● Directions
Produce an exact transcription of the listing below, omitting the pictures.

A block of data:
------------
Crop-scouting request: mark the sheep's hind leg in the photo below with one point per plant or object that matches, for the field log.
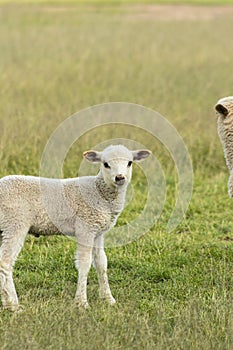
(100, 263)
(12, 242)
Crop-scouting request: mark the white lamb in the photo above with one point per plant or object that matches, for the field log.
(224, 108)
(88, 207)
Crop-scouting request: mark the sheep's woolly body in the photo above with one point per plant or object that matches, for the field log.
(43, 202)
(84, 207)
(224, 108)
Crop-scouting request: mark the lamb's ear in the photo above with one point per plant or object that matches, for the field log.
(140, 154)
(92, 156)
(222, 109)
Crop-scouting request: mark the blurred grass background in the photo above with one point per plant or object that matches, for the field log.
(174, 291)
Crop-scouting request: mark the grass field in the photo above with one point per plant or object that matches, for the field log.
(174, 290)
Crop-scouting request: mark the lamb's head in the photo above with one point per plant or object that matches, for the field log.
(116, 163)
(224, 109)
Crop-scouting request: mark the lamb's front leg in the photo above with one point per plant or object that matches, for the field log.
(100, 263)
(83, 264)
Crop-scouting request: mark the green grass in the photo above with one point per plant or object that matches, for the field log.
(119, 2)
(174, 291)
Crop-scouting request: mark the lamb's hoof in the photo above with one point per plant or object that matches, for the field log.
(82, 304)
(13, 307)
(109, 299)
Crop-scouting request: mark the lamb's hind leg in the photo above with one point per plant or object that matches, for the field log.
(100, 263)
(83, 264)
(12, 242)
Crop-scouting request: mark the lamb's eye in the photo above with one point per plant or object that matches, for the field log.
(106, 165)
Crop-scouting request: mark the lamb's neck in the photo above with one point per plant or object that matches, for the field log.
(226, 136)
(108, 193)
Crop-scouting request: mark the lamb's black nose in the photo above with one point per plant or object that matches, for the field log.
(120, 179)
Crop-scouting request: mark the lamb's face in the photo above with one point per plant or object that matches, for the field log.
(116, 163)
(224, 109)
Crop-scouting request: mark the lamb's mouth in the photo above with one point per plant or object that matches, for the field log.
(119, 182)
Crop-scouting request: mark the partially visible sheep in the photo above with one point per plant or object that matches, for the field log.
(224, 109)
(89, 207)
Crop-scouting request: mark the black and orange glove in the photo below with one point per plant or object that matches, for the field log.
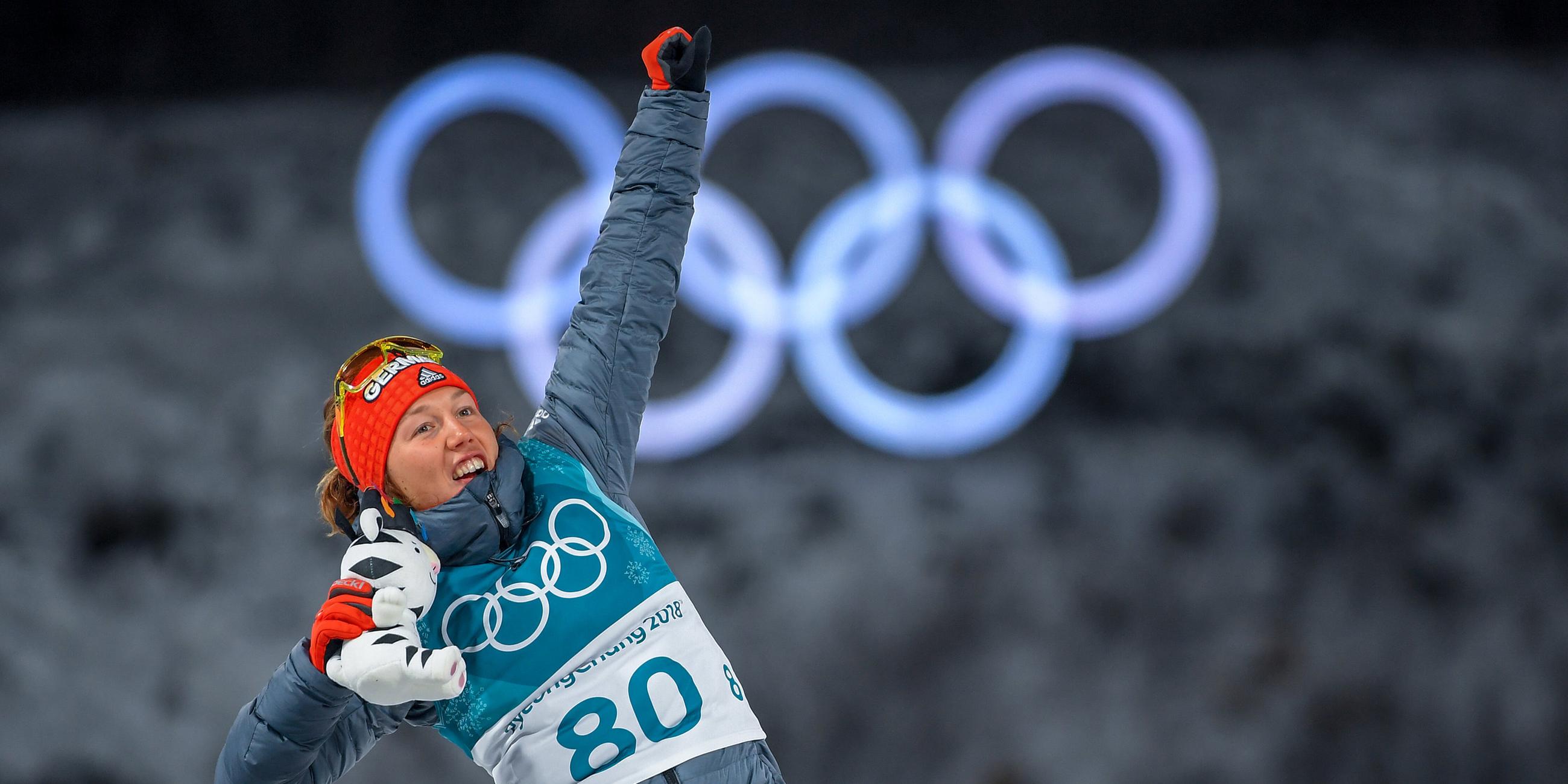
(678, 60)
(344, 617)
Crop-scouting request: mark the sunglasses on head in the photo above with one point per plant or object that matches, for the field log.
(383, 352)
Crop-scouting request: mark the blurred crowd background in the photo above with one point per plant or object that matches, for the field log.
(1305, 524)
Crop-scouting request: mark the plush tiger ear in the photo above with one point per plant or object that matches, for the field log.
(370, 523)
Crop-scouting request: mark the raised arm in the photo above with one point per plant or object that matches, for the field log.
(596, 394)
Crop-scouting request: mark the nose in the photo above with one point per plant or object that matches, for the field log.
(458, 433)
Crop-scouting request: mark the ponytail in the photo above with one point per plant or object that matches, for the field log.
(338, 496)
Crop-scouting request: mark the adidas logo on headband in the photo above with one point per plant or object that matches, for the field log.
(394, 367)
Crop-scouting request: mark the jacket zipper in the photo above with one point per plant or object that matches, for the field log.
(501, 516)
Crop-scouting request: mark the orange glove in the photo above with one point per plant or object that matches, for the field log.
(344, 617)
(676, 60)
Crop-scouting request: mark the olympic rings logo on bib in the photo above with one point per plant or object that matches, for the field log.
(850, 262)
(526, 592)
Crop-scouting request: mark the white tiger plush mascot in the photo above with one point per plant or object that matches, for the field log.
(388, 665)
------------
● Answer to the task
Crop-scouting request: mark the sheep's hind leg in the photo below with one point per plant or object that matches, for the field log.
(100, 263)
(12, 242)
Crop-scouting request: mark the white lamb in the photo above with one point per plant or object that matches, for the field log.
(224, 108)
(88, 207)
Crop-scouting request: mark the sheep's woolly body in the photo above with one point per plant or object that matches, for the field log.
(43, 202)
(84, 207)
(224, 108)
Crop-scouting request: mark the lamb's ear in the photo above with one point per plant or object that matches, for the field log.
(140, 154)
(92, 156)
(222, 109)
Crop-scouting request: mark the blurred grass background in the photo above with one point per plant or object that matches, for the field log.
(174, 291)
Crop-scouting request: mark the grass field in the photo above with one point per plant or object that matches, for the field log.
(174, 290)
Crop-scouting request: mark the lamb's head in the photo above with one point per plant or object that matches, for the field log.
(116, 163)
(224, 109)
Crop-scouting request: mark the lamb's front leg in the photo above with one point per plant or object that matches, for the field log.
(100, 263)
(83, 264)
Crop-scouting request: mark the green grass in the photo above with one point per plant or object that matches, for the field log.
(119, 2)
(174, 291)
Crop-scouting request: mark the lamb's hoof in the photo above with one point per plant or object that matches, for the field log.
(82, 304)
(13, 307)
(109, 299)
Crop-scouting request: mark the lamb's hind leg in the photo above with one point per plant or object that matches, for the field log.
(100, 263)
(83, 264)
(12, 242)
Crop-scouting request: mark the lamb's eye in the photo above with one point per plant or object that matches, for the field log.
(106, 165)
Crop-scouting request: mark the lamb's neck in the photo above with one point per plant or object that matches, for the field log.
(226, 136)
(108, 193)
Crop-scouting request: mark the lamb's black nose in the photo above with one point per plant or object that matches, for the field log.
(120, 179)
Crop-scouting request: mark the lamb's face in the photo above with one point per plant or object that matches, for the field log.
(116, 163)
(224, 109)
Crop-scouting request: mark the lamb's mouth in the photo above with one point per plant or object that matches, for the field log.
(119, 182)
Crop-scouting request: mark the partially visible sheep in the photo above with one point per plant or object that matches, for the field log.
(224, 109)
(89, 207)
Crop-scouting request: mark the black and orange glove in the photo below with one point per plant or object that matches, for the field log.
(678, 60)
(344, 617)
Crop-scouting request: mark the sunglasses on head in the photo above with one point per plant or object that matches, for the field log.
(383, 352)
Crop-scouting request: mark the blurred crowd background in the photo above with one point per plant or object that matches, for the field log.
(1305, 524)
Crop-scouting request: mark the plush tiger ear in the photo above with one point per plant or object that matches, for the field log.
(370, 523)
Crop-scouting request: mark the raised arm in the photo above with one point per plant or object that matches, for the field log.
(596, 394)
Crop-scouting request: mark the nose in the photo above with one point per plant or object that matches, for the field log.
(458, 433)
Crop-scouting request: mark the ponytail in the photo above with one point per plant or object that matches, for the field log.
(338, 496)
Crop-scouting request: mark the adidas logo on headband in the photo above with one point per plant or object that matches, for the field log.
(394, 367)
Crop-scouting request: mark the jacket zipper in the photo above with one point per plant or object that matches, for the field log.
(501, 516)
Crop-scouting request: mark the orange glove in the photo above with one point per plant or object that matches, for the field log.
(344, 617)
(676, 60)
Crop-scouting request: mark the olympic rings logo on bib in the photo above with one point per plant or object that matches, for the field log.
(850, 262)
(526, 592)
Crop-scouting request: mark the white tiger plush mascot in the photo above with one point per plant or object that matches, for the field log.
(388, 665)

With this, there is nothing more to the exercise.